» TASK DESCRIPTION
Count the lines in the entries below that contain the string "figure", treating uppercase and lowercase as different. Reply with the number alone.

» RECORDS PROVIDED
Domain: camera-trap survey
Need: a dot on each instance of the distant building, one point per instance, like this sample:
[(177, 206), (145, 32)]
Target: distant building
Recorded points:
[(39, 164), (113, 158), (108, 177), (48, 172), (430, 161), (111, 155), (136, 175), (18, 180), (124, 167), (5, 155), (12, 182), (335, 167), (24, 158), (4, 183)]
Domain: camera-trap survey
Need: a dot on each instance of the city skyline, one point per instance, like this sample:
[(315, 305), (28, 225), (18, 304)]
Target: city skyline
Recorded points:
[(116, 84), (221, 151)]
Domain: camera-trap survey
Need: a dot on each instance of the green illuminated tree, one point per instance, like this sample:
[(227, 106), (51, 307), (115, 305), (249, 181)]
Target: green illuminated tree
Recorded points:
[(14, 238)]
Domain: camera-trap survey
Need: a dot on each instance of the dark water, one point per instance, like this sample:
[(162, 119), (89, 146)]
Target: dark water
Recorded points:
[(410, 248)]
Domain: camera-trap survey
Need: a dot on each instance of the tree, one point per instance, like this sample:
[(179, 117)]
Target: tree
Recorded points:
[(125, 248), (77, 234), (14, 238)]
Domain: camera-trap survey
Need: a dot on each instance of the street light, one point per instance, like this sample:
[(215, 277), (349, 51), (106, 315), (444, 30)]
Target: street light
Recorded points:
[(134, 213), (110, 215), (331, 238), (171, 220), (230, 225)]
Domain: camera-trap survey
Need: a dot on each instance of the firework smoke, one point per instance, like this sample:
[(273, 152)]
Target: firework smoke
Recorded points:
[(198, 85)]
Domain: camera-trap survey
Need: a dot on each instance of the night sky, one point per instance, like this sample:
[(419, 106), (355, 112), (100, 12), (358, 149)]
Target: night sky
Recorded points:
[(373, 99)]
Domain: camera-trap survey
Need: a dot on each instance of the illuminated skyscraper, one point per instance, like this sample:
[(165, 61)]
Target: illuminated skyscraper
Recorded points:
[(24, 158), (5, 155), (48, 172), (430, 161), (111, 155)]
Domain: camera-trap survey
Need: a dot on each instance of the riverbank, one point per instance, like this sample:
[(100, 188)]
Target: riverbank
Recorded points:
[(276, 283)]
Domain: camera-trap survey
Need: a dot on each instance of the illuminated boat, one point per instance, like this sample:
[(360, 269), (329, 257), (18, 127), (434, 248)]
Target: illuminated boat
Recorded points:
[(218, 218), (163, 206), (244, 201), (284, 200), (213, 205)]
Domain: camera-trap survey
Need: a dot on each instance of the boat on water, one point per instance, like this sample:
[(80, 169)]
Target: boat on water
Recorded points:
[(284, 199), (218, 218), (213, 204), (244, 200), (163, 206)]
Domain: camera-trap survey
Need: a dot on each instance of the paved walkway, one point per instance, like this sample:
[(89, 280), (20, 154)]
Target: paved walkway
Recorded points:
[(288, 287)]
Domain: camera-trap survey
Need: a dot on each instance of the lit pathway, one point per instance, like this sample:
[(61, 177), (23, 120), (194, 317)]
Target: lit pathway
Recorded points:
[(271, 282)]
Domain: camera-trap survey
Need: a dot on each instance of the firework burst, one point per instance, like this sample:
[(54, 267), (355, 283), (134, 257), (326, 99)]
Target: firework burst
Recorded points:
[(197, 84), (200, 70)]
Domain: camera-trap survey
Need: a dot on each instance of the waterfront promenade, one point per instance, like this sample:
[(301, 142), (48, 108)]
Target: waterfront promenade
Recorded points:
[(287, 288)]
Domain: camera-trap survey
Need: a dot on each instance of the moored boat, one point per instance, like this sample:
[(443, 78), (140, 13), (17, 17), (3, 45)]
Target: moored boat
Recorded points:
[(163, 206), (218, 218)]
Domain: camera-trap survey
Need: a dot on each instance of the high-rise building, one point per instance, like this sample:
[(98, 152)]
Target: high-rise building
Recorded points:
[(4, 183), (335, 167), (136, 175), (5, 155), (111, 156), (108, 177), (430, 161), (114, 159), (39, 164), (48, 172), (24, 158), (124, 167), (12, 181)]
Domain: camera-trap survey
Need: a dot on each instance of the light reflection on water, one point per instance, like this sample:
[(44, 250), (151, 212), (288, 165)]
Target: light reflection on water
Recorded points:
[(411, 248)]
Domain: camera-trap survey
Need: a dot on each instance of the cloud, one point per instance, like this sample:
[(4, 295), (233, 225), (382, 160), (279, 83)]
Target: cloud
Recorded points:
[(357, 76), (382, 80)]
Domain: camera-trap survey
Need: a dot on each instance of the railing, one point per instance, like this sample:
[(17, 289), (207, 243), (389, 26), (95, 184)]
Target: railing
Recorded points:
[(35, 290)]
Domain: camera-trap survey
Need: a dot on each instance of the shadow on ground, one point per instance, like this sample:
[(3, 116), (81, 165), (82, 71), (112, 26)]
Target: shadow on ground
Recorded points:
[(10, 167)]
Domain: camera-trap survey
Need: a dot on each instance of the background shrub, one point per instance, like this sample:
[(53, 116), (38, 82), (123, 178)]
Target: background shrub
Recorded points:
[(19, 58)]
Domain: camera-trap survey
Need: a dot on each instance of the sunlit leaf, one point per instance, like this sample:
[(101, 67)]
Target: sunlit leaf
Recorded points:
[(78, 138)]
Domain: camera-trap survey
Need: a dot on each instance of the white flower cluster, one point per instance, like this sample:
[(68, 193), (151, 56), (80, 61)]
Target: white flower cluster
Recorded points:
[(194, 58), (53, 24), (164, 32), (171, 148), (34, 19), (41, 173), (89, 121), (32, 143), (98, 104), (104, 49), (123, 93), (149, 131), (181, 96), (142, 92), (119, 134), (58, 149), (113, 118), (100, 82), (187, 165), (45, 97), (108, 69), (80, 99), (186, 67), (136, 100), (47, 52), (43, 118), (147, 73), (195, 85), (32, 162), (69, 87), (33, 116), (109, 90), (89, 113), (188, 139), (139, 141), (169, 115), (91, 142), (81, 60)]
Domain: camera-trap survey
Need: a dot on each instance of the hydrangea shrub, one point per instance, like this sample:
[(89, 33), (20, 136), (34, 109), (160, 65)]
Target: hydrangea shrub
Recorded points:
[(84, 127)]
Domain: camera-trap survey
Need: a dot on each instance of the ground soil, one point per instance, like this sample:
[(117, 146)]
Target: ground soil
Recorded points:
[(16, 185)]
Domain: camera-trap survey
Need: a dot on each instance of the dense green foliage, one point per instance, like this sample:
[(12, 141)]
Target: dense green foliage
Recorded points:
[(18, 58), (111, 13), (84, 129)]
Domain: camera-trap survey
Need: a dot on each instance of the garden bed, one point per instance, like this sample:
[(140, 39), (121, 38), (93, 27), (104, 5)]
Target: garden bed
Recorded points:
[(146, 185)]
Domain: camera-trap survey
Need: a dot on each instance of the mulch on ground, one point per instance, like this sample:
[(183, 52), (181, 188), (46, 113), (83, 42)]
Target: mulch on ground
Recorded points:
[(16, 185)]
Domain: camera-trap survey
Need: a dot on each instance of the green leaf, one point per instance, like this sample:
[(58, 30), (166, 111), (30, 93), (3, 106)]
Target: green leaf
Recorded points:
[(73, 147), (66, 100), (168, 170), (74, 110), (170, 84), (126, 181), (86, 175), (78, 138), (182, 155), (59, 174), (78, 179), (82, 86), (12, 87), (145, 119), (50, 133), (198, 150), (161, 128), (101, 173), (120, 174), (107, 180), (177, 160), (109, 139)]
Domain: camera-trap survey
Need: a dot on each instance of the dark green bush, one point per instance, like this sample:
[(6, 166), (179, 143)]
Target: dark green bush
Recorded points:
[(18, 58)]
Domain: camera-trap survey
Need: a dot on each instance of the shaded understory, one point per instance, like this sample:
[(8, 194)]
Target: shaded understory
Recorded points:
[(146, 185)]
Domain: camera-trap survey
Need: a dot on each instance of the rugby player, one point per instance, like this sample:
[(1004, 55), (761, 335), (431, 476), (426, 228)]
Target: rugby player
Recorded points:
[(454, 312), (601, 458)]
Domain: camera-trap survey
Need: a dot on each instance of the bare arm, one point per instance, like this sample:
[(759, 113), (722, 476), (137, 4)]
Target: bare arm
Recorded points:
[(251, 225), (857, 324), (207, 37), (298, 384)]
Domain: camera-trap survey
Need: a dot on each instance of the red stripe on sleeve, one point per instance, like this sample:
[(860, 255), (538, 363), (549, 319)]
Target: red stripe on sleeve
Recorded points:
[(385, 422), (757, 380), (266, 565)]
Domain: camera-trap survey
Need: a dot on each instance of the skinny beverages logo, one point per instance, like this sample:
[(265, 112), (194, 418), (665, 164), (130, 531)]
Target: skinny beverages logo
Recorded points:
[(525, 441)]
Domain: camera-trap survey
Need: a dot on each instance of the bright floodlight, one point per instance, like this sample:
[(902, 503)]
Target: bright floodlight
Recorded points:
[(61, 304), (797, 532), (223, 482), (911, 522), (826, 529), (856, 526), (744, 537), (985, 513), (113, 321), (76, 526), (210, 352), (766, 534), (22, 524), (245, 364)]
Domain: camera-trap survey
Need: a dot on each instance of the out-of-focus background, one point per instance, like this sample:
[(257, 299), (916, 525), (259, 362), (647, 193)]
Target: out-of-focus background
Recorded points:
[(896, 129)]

--

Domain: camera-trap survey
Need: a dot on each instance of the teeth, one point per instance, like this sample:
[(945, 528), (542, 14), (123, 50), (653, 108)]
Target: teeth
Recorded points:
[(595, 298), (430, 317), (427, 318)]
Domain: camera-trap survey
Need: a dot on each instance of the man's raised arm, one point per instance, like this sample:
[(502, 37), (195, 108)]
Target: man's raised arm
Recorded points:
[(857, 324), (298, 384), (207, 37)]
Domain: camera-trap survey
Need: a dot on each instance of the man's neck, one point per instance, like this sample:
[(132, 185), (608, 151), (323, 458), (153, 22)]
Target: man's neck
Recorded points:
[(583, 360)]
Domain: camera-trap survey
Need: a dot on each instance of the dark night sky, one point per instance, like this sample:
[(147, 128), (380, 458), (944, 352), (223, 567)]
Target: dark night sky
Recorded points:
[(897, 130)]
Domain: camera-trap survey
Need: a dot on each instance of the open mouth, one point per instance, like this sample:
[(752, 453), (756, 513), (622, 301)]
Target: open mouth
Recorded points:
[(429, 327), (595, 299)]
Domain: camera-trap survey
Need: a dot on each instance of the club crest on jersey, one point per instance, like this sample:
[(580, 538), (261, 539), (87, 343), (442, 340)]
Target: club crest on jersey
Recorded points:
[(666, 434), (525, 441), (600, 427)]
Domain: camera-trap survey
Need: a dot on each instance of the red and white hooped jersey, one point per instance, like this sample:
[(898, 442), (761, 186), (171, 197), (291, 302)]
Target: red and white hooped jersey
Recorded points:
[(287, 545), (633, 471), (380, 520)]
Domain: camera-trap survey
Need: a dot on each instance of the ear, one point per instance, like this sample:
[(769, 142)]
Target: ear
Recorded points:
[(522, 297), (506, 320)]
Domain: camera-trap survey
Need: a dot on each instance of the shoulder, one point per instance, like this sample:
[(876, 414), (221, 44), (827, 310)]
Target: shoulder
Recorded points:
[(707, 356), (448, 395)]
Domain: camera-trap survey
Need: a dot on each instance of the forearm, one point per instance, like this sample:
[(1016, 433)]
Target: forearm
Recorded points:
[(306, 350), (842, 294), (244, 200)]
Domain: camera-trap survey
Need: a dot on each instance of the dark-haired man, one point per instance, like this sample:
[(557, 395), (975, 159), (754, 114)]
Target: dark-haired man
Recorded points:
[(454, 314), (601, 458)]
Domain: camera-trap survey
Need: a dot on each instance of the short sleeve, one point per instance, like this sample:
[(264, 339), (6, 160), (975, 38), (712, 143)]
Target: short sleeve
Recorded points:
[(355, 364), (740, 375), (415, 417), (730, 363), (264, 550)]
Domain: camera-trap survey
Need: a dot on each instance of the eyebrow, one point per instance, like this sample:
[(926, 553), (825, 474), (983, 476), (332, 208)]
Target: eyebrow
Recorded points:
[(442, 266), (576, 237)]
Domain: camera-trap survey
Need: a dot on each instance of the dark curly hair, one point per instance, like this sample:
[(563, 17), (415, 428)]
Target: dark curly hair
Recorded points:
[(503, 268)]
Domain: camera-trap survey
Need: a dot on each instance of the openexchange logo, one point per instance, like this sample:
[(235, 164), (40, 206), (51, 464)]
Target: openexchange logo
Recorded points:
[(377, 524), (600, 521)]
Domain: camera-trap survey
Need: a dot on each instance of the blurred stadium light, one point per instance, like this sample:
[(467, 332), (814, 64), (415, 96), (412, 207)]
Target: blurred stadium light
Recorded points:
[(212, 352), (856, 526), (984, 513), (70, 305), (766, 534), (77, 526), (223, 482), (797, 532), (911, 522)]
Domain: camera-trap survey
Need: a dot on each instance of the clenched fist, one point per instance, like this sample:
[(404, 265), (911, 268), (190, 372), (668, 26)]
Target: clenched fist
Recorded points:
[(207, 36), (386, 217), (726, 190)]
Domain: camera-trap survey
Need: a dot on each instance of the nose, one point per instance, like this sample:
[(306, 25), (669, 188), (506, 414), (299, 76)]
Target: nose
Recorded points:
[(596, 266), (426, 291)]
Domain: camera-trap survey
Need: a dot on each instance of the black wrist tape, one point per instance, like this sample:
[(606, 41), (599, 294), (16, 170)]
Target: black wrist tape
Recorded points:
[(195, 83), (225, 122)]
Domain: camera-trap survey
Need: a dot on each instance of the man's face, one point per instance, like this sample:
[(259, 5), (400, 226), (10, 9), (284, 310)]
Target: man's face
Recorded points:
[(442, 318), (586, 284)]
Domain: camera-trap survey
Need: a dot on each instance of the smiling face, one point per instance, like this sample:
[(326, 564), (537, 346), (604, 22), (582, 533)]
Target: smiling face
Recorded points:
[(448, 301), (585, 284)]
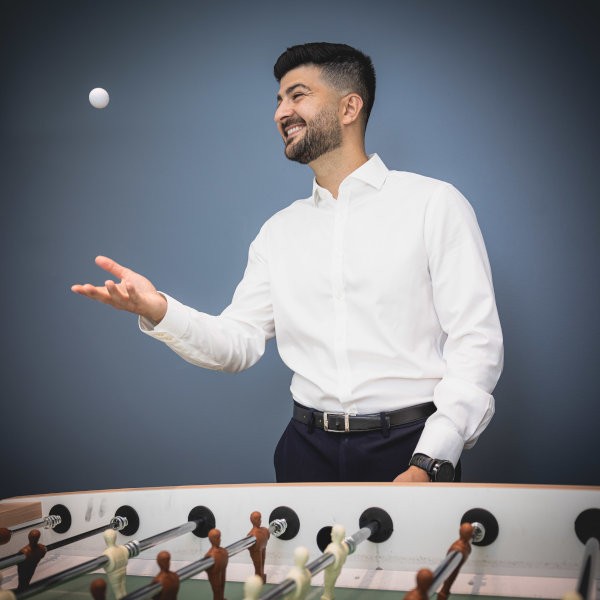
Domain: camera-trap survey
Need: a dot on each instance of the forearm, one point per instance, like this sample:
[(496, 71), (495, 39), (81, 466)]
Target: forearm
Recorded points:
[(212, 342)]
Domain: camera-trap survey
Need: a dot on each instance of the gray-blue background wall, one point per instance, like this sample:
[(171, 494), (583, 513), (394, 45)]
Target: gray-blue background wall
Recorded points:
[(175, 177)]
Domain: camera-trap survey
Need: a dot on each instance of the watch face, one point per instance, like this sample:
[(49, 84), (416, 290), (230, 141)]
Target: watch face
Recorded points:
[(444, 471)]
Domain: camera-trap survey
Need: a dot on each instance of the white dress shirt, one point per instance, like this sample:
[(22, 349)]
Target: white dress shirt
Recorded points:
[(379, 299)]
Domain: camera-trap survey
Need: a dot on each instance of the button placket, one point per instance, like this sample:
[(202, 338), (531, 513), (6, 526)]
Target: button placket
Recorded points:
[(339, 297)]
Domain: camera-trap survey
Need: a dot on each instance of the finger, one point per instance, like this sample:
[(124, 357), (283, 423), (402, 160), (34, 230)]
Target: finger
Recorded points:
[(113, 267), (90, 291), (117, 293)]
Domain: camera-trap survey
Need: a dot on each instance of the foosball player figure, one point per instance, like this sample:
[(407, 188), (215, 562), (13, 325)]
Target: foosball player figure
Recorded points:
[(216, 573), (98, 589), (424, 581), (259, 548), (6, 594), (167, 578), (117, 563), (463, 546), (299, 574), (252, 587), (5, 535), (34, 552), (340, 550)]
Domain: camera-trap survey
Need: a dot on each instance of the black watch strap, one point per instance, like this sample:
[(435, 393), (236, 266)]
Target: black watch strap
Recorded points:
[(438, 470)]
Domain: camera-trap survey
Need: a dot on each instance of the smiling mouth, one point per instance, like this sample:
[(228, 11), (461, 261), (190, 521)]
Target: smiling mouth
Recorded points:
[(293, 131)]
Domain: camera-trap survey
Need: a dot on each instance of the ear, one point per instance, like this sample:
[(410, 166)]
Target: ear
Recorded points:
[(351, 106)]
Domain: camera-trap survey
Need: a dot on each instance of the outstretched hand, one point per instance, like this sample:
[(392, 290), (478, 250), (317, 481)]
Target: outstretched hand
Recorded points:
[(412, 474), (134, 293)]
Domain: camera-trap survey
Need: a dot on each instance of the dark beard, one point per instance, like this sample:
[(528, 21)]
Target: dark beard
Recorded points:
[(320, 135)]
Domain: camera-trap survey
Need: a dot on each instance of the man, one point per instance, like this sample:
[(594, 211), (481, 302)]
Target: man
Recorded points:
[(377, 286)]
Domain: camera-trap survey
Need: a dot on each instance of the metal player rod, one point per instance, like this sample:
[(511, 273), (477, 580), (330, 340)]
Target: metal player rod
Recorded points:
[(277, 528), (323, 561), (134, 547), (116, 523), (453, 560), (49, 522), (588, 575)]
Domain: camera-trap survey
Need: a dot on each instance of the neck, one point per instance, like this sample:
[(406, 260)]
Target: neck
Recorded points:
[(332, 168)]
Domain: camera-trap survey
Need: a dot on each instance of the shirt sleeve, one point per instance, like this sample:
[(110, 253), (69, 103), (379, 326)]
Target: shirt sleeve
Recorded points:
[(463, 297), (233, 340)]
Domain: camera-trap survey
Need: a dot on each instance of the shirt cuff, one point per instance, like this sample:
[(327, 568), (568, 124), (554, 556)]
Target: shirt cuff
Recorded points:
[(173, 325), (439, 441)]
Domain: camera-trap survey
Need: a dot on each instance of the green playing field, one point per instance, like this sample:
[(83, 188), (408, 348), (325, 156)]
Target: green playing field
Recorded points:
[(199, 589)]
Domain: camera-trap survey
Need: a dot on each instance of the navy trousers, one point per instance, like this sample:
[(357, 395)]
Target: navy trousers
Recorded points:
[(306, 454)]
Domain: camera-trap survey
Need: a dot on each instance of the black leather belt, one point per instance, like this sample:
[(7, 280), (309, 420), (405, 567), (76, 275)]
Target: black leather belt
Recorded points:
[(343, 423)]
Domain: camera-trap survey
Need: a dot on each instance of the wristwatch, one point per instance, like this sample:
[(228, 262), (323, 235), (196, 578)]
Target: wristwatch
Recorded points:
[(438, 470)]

» EXERCISE RESPONSE
2